» TO BE DONE
Find each line below that contains the string "snow" and copy it out. Treat uppercase and lowercase letters as different.

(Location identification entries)

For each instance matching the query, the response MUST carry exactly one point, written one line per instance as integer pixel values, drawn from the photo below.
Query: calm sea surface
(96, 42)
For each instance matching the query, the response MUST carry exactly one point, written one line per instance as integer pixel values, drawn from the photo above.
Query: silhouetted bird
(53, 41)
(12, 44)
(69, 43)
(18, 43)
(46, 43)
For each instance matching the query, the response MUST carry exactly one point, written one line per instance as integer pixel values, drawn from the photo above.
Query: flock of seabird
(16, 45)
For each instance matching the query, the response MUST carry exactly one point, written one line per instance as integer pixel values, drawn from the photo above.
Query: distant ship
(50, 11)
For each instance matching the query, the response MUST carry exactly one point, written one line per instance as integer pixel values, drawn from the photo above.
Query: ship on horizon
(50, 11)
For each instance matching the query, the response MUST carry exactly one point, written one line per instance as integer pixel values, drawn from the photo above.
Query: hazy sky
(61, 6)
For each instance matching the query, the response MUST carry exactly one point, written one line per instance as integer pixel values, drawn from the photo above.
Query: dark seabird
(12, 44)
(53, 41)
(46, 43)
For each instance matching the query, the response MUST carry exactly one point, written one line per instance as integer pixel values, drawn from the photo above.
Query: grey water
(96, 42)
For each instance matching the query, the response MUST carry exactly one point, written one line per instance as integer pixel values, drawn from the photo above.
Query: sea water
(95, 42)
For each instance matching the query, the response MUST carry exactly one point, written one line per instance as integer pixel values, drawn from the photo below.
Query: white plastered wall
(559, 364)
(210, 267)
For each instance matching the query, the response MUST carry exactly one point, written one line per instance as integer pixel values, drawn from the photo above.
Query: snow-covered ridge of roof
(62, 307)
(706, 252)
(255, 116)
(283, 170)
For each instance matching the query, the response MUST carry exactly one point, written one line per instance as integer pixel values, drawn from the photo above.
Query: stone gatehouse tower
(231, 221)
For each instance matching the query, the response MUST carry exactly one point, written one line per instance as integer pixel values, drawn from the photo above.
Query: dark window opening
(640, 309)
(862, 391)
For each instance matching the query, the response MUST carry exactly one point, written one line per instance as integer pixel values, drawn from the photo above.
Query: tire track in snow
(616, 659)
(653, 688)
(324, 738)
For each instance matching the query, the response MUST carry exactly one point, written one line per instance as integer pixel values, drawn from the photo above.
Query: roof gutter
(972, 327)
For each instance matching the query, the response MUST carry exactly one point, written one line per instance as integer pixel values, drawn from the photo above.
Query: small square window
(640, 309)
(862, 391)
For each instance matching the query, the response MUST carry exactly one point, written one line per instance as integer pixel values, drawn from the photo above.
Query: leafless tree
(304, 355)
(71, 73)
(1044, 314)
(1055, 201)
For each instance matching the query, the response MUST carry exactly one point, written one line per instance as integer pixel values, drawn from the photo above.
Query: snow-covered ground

» ANSWER TO THIS PROBLEM
Query: snow-covered ridge of roof
Query: tire track in snow
Query: snow-covered ground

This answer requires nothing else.